**Written instruction**
Copy the records word for word, beginning with the line that contains "Task: tag the white long" and ending with the last line of the records.

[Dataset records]
-- start --

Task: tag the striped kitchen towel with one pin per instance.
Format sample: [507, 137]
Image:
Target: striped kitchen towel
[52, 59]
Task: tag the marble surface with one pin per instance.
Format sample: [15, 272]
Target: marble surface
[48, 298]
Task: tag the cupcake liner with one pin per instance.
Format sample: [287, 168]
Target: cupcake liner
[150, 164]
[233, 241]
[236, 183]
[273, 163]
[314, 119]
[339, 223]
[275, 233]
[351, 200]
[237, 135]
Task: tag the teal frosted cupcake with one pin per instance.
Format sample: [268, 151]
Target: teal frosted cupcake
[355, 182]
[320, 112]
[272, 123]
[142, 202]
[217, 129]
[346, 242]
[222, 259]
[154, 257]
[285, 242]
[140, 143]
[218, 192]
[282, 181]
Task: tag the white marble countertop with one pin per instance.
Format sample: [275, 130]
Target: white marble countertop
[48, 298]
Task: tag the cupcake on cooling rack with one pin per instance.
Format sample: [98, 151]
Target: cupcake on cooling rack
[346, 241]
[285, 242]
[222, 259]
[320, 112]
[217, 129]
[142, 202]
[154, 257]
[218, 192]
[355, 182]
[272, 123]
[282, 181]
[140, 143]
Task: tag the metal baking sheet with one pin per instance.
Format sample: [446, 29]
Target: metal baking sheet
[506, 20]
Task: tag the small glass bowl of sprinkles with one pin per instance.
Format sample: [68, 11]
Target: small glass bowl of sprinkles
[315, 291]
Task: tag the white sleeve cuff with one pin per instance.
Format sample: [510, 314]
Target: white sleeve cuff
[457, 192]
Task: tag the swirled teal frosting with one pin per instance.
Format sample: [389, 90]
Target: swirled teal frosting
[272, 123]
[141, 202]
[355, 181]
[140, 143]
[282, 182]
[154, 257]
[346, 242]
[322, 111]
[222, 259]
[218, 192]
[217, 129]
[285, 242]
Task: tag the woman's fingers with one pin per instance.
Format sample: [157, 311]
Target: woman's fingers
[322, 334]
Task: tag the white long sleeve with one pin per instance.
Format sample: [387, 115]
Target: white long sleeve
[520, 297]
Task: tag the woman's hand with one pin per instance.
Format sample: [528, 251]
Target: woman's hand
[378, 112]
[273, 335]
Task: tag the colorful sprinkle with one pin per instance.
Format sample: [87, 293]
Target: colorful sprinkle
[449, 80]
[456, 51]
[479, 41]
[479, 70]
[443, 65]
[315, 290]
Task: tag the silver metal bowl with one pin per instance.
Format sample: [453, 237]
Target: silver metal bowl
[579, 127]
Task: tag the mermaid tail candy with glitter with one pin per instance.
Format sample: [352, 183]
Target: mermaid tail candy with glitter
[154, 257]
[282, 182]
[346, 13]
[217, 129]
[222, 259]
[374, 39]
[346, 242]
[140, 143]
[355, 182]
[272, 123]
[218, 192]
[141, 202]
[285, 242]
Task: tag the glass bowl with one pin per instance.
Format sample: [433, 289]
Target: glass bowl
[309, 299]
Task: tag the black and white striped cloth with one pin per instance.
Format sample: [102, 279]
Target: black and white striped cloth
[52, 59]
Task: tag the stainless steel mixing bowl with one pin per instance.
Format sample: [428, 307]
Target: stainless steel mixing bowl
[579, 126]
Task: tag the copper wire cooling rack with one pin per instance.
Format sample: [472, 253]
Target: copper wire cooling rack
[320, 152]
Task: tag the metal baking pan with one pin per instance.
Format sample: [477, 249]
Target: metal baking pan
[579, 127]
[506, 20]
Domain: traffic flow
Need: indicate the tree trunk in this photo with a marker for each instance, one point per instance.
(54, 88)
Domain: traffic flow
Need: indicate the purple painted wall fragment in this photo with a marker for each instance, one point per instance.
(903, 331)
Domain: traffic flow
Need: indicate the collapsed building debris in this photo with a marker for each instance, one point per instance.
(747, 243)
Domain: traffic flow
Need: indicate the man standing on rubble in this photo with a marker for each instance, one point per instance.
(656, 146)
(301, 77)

-- end --

**Response to this task**
Task: tag the white long sleeve with one pin per instance.
Format sample: [387, 115]
Target: white long sleeve
[520, 297]
Task: tag the woman's hand with one pin per instance.
Format sample: [528, 251]
Target: woman's hand
[378, 112]
[273, 335]
Task: tag the colorful sprinkle with one pin per instance.
Format sample: [87, 293]
Target: colorful sprinkle
[449, 80]
[456, 51]
[479, 41]
[479, 70]
[443, 65]
[315, 290]
Task: tag the silver metal bowl with one pin per instance.
Format sample: [453, 237]
Target: silver metal bowl
[579, 127]
Task: tag the mermaid tail candy with glitter with one pin per instance.
Format sample: [352, 183]
Target: mermaid tail candy with glitter
[154, 257]
[282, 182]
[346, 13]
[217, 129]
[222, 259]
[374, 39]
[346, 242]
[140, 143]
[355, 182]
[272, 123]
[218, 192]
[141, 202]
[285, 242]
Task: tag the glass bowl with one pin per instance.
Format sample: [433, 289]
Target: glass bowl
[309, 299]
Task: tag the black and white striped cloth with one pin per instance.
Format sample: [102, 279]
Target: black and white striped cloth
[52, 59]
Task: tag the stainless steel mixing bowl with one pin per instance.
Format sample: [428, 307]
Target: stainless steel mixing bowl
[579, 126]
Task: tag the copper wire cooling rack with one pin per instance.
Format sample: [472, 253]
Target: copper wire cooling rack
[320, 152]
Task: tag the metal baking pan with one pin per instance.
Format sample: [477, 249]
Target: metal baking pan
[579, 127]
[506, 20]
Domain: traffic flow
Need: indicate the tree trunk in this photo with a marker for each instance, one point per instance.
(54, 88)
Domain: traffic flow
Need: indicate the purple painted wall fragment in this photo with a marker for each instance, one point per instance.
(903, 331)
Domain: traffic flow
Need: indicate the collapsed building debris in this photo with a marker for each instance, one point per instance.
(747, 243)
Domain: traffic flow
Need: indicate the man standing on rubble in this photo with a marker for each instance, one point per instance.
(656, 146)
(301, 77)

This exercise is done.